> [WHAT TO DO] Write out every line of the records below as a JSON list of strings, one string per line, leaving out any blank lines.
------ INPUT MATERIAL ------
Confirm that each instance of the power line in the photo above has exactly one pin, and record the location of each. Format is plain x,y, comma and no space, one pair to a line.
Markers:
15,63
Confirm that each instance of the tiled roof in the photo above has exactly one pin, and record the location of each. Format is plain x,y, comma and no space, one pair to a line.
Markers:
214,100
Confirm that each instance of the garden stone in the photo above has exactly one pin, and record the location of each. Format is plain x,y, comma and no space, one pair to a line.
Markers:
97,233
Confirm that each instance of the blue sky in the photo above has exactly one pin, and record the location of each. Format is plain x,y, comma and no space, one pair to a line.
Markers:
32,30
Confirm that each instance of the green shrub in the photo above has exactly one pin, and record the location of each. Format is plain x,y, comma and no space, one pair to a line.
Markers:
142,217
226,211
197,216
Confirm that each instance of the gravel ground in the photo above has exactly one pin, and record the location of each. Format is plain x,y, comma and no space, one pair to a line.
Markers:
------
> [REPLY TO THE EXERCISE]
[
  "Confirm that each instance of the power line in the photo above has exactly one pin, and record the location of each. Format is plain x,y, comma and no space, one pair to a line.",
  "Markers:",
  "15,63",
  "Confirm that each instance of the tiled roof in the photo above has exactly one pin, and record the location of each. Format is plain x,y, comma and no space, one pair to a line.",
  "Markers:",
  "214,100",
  "Confirm that each instance of the garden stone in the photo above has exactly one pin, and record the location of each. Format is plain x,y, comma and no space, one pair to a line.",
  "Markers:",
  "97,233",
  "Confirm that each instance of the blue sky in the photo above has exactly one pin, and record the location of each. Format is plain x,y, comma and no space, one pair to a line.",
  "Markers:",
  "32,30",
  "Confirm that each instance of the green shrub in the photo above has exactly one pin, and record the location of each. Format is plain x,y, comma and no space, one pair to a line.",
  "Markers:",
  "142,217",
  "226,211",
  "197,216",
  "Confirm that each instance of the gravel ground in the photo above has exactly one pin, and record the location of each. Format is plain x,y, comma and no space, one pair to a line.",
  "Markers:"
]